Ian Cameron Cliff (born 11 September 1952) is a British diplomat who has been Ambassador to Bosnia and Herzegovina, the Sudan, the OSCE and Kosovo, as well as Chargé d'Affaires in Croatia.

==Career==
Ian Cliff is the son of Gerald Shaw Cliff, who was Resident Engineer Trinity House 1925–65. Cliff was educated at Hampton Grammar School and Magdalen College, Oxford where he gained a degree in Modern History. He taught History for four years at Dr Challoner's Grammar School, Amersham, before joining the Diplomatic Service in 1979. After Arabic language training at St Andrews University and in Damascus he served at Khartoum and in Middle East-related posts in the Foreign and Commonwealth Office. In 1989 he became 1st Secretary in the UK Mission to the United Nations in New York and in 1996 Deputy Head of Mission in the British Embassy to Austria. He was then appointed Ambassador to Bosnia and Herzegovina 2001–05, Ambassador to the Sudan 2005–07, Head of the UK Delegation to the OSCE in Vienna (with personal rank of Ambassador) 2007–11, and Ambassador to Kosovo 2011–2015. In May 2015 he was appointed to be Chargé d'Affaires to Croatia for a year.

As Ambassador in Sarajevo he was a member of the Peace Implementation Council Steering Board and supported High Representative Lord Ashdown in building up the state institutions of Bosnia and Herzegovina. In the Sudan he was a member of the Assessment and Evaluation Commission charged with monitoring the implementation of Sudan's Comprehensive Peace Agreement.

Cliff is a railway enthusiast and a member of the Midland and Great Northern Joint Railway Society which supports the operation of the North Norfolk Railway between Sheringham and Holt. He was noted driving industrial steam locomotives in Bosnia and the Pristina to Peja passenger train in Kosovo.
----
» **WORK INSTRUCTIONS**:
A: Rewrite the stretch of the Ian Cliff biography from "Cliff is a railway" through "train in Kosovo.", putting "Weybourne" in place of "Sheringham".
B: Write the next part of the Ian Cliff biography, picking up after its final sentence.
----
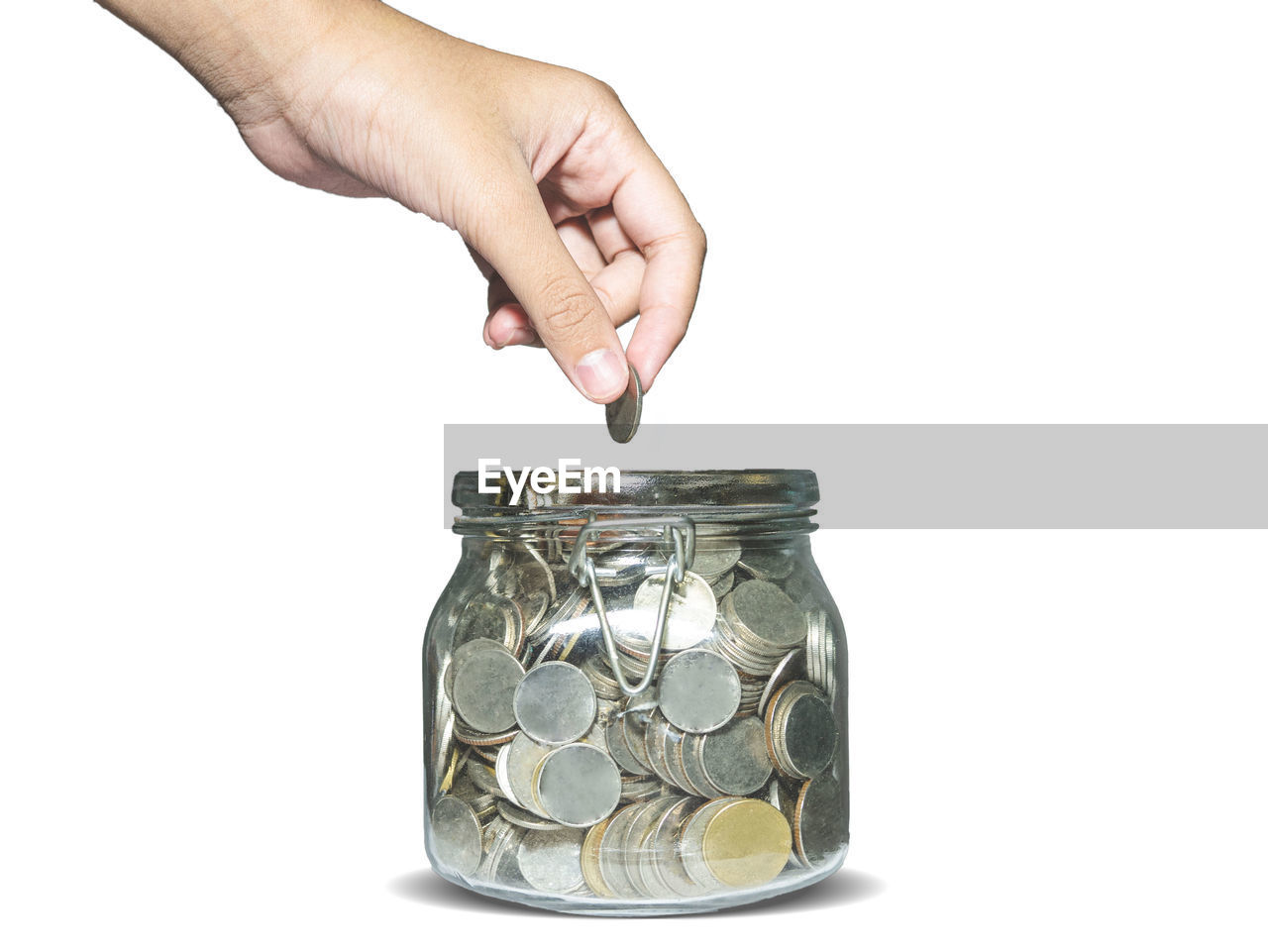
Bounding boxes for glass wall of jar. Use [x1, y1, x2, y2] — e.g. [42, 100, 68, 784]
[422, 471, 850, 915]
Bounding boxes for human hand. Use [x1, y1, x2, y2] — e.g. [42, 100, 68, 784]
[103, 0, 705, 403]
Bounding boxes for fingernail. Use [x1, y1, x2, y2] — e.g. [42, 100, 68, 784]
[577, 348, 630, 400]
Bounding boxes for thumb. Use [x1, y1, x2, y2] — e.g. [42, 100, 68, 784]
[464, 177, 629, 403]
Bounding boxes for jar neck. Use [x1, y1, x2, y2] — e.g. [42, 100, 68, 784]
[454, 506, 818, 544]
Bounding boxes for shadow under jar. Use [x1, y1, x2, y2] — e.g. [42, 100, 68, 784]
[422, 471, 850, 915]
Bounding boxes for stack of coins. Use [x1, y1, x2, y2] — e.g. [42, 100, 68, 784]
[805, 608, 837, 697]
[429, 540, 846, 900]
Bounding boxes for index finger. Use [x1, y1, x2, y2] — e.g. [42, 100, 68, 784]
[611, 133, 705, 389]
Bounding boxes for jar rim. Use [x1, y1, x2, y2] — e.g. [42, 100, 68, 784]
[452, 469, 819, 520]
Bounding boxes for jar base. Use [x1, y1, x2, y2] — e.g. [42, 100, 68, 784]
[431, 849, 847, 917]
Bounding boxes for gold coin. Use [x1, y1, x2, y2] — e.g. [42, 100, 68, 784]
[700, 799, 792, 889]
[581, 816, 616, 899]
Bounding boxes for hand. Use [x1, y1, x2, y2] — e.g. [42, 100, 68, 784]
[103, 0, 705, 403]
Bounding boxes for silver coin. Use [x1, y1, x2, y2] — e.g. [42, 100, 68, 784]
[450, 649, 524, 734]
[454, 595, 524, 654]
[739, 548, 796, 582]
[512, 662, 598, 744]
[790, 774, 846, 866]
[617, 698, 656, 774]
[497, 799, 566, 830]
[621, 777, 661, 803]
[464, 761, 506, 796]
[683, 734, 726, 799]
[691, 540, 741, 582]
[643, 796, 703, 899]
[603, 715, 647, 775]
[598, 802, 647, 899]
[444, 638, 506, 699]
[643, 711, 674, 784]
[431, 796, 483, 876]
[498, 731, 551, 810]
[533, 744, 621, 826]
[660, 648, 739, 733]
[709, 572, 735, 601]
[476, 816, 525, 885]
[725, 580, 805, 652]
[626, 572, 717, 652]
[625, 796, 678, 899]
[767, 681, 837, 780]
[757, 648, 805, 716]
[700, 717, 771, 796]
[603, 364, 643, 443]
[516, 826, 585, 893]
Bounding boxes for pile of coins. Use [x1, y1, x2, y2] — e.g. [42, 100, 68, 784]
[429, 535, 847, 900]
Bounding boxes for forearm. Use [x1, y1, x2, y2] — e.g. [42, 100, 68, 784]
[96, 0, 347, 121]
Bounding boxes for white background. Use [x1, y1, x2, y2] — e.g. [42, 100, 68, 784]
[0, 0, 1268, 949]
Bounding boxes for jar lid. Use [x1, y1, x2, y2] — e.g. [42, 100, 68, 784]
----
» **RESPONSE LIST**:
A:
Cliff is a railway enthusiast and a member of the Midland and Great Northern Joint Railway Society which supports the operation of the North Norfolk Railway between Weybourne and Holt. He was noted driving industrial steam locomotives in Bosnia and the Pristina to Peja passenger train in Kosovo.

B:
He is married to Caroline Cliff, who was also a member of the Diplomatic Service until retirement in 2022, and they have three children, born 1989, 1993 and 2001.

Cliff retired from the Diplomatic Service in 2016 but continued to work for the Foreign and Commonwealth Office as Principal Research Analyst, Western Balkans until 2022. He has given evidence on the Western Balkans to the House of Commons Foreign Affairs Committee and to the House of Lords International Relations Committee.

In 1991, while he was in New York, Ian Cliff was appointed Officer of the Order of the British Empire (OBE). He was appointed Companion of the Order of St Michael and St George (CMG) in the 2017 New Year Honours.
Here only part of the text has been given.